- **What is being asked**:
Without altering anything, repeat each of the records.

•••••

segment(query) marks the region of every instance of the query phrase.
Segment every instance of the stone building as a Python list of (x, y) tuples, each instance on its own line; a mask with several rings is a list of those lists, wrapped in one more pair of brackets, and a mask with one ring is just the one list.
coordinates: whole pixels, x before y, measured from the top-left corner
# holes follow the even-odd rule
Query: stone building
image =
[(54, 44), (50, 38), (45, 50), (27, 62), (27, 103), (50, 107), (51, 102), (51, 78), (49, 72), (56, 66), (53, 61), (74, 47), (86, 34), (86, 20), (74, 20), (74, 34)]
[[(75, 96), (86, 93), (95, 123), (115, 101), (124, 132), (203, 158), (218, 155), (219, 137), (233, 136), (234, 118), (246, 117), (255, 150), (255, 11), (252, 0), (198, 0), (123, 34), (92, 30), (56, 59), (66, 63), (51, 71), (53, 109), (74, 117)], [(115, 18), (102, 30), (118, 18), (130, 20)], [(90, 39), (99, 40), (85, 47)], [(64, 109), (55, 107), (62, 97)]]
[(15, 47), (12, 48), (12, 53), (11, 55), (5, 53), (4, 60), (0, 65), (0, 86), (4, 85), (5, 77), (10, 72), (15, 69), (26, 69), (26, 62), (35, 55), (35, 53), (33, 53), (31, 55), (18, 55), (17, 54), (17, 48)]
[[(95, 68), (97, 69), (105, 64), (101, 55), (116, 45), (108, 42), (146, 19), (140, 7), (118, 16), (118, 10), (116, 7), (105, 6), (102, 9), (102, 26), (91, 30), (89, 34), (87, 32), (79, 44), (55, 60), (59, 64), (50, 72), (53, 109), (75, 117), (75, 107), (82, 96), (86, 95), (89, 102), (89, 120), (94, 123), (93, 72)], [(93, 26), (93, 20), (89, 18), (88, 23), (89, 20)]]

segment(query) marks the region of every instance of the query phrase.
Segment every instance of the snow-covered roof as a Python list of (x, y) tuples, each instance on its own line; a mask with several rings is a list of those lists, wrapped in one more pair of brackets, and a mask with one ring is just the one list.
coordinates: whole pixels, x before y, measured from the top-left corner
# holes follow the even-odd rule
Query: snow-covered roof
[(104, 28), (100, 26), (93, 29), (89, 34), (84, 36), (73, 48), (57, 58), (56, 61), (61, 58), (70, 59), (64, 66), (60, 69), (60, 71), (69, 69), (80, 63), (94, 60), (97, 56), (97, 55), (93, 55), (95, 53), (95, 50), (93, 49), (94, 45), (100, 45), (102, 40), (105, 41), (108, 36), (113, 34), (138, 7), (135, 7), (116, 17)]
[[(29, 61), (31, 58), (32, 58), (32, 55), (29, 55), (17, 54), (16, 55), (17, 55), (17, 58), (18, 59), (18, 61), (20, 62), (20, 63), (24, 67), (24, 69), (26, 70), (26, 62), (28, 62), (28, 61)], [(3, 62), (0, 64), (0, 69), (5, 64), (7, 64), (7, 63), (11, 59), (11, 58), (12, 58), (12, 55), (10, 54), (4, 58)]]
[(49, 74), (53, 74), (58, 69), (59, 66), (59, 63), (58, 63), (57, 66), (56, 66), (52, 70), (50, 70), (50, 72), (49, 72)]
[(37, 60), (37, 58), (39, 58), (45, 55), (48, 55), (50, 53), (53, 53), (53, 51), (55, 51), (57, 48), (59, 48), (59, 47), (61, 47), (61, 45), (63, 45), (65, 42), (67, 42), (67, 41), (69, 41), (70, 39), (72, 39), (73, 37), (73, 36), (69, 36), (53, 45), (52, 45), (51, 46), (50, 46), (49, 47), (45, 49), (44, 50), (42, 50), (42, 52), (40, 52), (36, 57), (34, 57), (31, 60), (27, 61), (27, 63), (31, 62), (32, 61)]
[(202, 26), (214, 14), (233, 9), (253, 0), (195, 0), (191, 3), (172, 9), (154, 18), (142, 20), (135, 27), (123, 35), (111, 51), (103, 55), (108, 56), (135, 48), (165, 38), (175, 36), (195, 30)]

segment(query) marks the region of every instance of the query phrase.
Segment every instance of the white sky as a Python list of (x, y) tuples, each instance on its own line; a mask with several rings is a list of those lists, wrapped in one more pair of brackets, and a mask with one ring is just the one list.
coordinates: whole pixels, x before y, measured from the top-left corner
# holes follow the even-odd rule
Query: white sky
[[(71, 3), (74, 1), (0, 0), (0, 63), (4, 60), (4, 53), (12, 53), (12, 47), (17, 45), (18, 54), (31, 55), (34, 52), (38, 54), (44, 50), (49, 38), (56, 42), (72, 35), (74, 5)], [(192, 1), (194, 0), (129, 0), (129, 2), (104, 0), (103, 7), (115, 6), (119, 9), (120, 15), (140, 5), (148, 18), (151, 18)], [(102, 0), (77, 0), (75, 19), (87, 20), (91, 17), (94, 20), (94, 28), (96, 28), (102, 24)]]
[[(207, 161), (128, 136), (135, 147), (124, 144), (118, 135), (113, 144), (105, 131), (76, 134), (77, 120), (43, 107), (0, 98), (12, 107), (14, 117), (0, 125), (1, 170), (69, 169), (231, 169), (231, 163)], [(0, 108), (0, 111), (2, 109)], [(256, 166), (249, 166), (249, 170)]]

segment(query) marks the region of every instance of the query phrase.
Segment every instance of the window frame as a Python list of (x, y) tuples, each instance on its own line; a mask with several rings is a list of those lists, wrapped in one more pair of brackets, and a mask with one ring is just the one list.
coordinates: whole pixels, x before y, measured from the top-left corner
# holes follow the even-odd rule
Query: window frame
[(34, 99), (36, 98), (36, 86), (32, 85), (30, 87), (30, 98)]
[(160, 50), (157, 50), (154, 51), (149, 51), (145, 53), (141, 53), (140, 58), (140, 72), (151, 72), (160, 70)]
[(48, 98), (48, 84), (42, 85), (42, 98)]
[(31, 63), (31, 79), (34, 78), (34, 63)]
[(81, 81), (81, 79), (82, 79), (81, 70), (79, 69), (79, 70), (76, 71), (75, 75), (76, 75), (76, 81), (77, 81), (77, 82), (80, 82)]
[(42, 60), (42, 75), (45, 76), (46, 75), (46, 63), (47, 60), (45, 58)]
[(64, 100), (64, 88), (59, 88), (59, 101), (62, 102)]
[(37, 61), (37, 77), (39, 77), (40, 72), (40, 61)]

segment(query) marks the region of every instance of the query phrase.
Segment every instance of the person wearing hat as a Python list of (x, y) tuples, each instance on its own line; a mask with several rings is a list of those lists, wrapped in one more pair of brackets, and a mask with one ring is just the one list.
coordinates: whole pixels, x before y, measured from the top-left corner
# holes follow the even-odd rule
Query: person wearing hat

•••••

- **Written solution**:
segment(query) marks the region of every instance of the query phrase.
Segment every instance of the stone building as a Python list of (x, y) tuples, each instance on its own line; a mask with several rings is a list of those lists, wrapped in one more pair of brackets, and a mask with one ring is just the one list.
coordinates: whole pixels, x before y, measured from the top-left corner
# holes follow the even-odd rule
Query: stone building
image =
[(54, 44), (50, 38), (45, 50), (27, 62), (27, 103), (50, 107), (51, 102), (51, 78), (49, 72), (56, 66), (53, 61), (74, 47), (86, 34), (86, 20), (74, 20), (74, 34)]
[[(75, 96), (86, 93), (95, 123), (115, 101), (124, 132), (203, 158), (218, 155), (219, 137), (233, 136), (234, 118), (246, 117), (255, 150), (255, 11), (252, 0), (198, 0), (123, 34), (92, 30), (56, 59), (66, 63), (51, 71), (53, 109), (74, 117)], [(115, 18), (102, 30), (118, 18), (130, 20)], [(90, 39), (99, 40), (85, 47)], [(64, 109), (55, 107), (62, 97)]]
[(15, 47), (12, 48), (12, 53), (11, 55), (5, 53), (4, 60), (0, 65), (0, 86), (4, 85), (5, 77), (10, 72), (15, 69), (26, 69), (26, 62), (35, 55), (35, 53), (33, 53), (31, 55), (18, 55), (17, 54), (17, 48)]
[[(95, 68), (97, 69), (105, 64), (101, 55), (116, 45), (108, 42), (146, 19), (140, 7), (118, 16), (118, 10), (116, 7), (105, 6), (102, 9), (102, 26), (91, 30), (89, 34), (87, 32), (79, 44), (55, 60), (59, 64), (50, 72), (53, 109), (75, 117), (75, 107), (82, 96), (86, 95), (89, 102), (89, 120), (94, 123), (93, 72)], [(93, 26), (93, 20), (89, 18), (88, 23), (89, 20)]]

segment(query) marks the region of every instance of the query phrase.
Segment every instance of the snow-covered roof as a Python list of (x, y) tuples, each instance on its own line; a mask with several rings is a list of those lists, wrapped in one more pair of brackets, and a mask with one ring is just the one list.
coordinates: whole pixels, x before y, measured from the top-left corner
# holes follow the even-odd rule
Query: snow-covered roof
[(104, 28), (100, 26), (93, 29), (89, 34), (84, 36), (73, 48), (57, 58), (56, 61), (61, 58), (70, 59), (64, 66), (60, 69), (60, 71), (69, 69), (80, 63), (94, 60), (97, 56), (97, 55), (93, 55), (95, 53), (95, 50), (93, 49), (94, 45), (100, 45), (102, 40), (105, 41), (108, 36), (113, 34), (138, 7), (135, 7), (116, 17)]
[[(29, 61), (31, 58), (32, 58), (32, 55), (29, 55), (17, 54), (16, 55), (17, 55), (17, 58), (18, 59), (18, 61), (20, 62), (20, 63), (24, 67), (24, 69), (26, 70), (26, 62), (28, 62), (28, 61)], [(3, 62), (0, 64), (0, 69), (5, 64), (7, 64), (7, 63), (11, 59), (11, 58), (12, 58), (12, 55), (10, 54), (4, 58)]]
[(49, 74), (53, 74), (58, 69), (59, 66), (59, 63), (58, 63), (57, 66), (56, 66), (52, 70), (50, 70), (50, 72), (49, 72)]
[(37, 60), (37, 58), (39, 58), (45, 55), (48, 55), (50, 53), (53, 53), (53, 51), (55, 51), (57, 48), (59, 48), (59, 47), (61, 47), (61, 45), (63, 45), (65, 42), (67, 42), (67, 41), (69, 41), (70, 39), (72, 39), (73, 37), (73, 36), (69, 36), (53, 45), (52, 45), (51, 46), (50, 46), (49, 47), (45, 49), (44, 50), (42, 50), (42, 52), (40, 52), (36, 57), (34, 57), (31, 60), (27, 61), (27, 63), (31, 62), (32, 61)]
[(202, 26), (214, 14), (233, 9), (253, 0), (195, 0), (191, 3), (172, 9), (154, 18), (142, 20), (135, 27), (123, 35), (111, 51), (103, 55), (108, 56), (135, 48), (165, 38), (175, 36), (195, 30)]

segment(query) marks the region of every instance of the query phrase.
Segment every instance of the white sky as a Python list of (x, y) tuples, each instance on its own line; a mask with several rings is a list of those lists, wrapped in one more pair of brackets, and a mask with one ring is just the one list.
coordinates: whole pixels, x before y, measured from the top-left corner
# holes follow the even-odd rule
Query: white sky
[[(71, 3), (74, 1), (0, 0), (0, 63), (4, 60), (4, 53), (12, 53), (12, 47), (17, 45), (18, 54), (31, 55), (34, 52), (38, 54), (44, 50), (49, 38), (56, 42), (72, 35), (74, 5)], [(192, 1), (194, 0), (129, 0), (129, 2), (104, 0), (103, 7), (115, 6), (119, 9), (120, 15), (140, 5), (148, 18), (151, 18)], [(102, 0), (77, 0), (75, 19), (87, 20), (91, 17), (94, 20), (94, 28), (96, 28), (102, 24)]]
[[(207, 161), (128, 136), (135, 147), (124, 144), (118, 135), (113, 144), (105, 131), (76, 134), (77, 120), (43, 107), (0, 98), (12, 107), (14, 117), (0, 125), (1, 170), (69, 169), (231, 169), (231, 163)], [(0, 108), (0, 111), (2, 109)], [(256, 166), (249, 166), (249, 170)]]

segment(query) marks the region of every instance of the query phrase.
Segment every instance of the window frame as a Python list of (x, y) tuples, each instance on its own line; a mask with several rings is a list of those lists, wrapped in one more pair of brackets, and a mask with one ring is just the one list.
coordinates: whole pixels, x before y, measured from the top-left corner
# holes follow the even-odd rule
Query: window frame
[(34, 99), (36, 98), (36, 86), (32, 85), (30, 87), (30, 98)]
[(160, 50), (157, 50), (154, 51), (149, 51), (145, 53), (141, 53), (140, 58), (140, 72), (151, 72), (160, 70)]
[(48, 98), (48, 84), (42, 85), (42, 98)]
[(31, 63), (31, 79), (34, 78), (34, 63)]
[(81, 81), (81, 79), (82, 79), (81, 70), (79, 69), (79, 70), (76, 71), (75, 75), (76, 75), (76, 81), (77, 81), (77, 82), (80, 82)]
[(42, 60), (42, 75), (45, 76), (46, 75), (46, 63), (47, 60), (45, 58)]
[(64, 100), (64, 88), (59, 88), (59, 101), (62, 102)]
[(37, 61), (37, 77), (39, 77), (40, 72), (40, 61)]

segment(query) marks the region of every instance of the query phrase.
Segment every instance of the person wearing hat as a Python list of (x, y) tuples, each instance on its own line; a mask with several rings is a list of those lists, wrapped in one more pair of brackets, and a mask with one ring is just the one list.
coordinates: whole pixels, x before y, measured from the top-left corner
# holes follow the even-odd rule
Query: person wearing hat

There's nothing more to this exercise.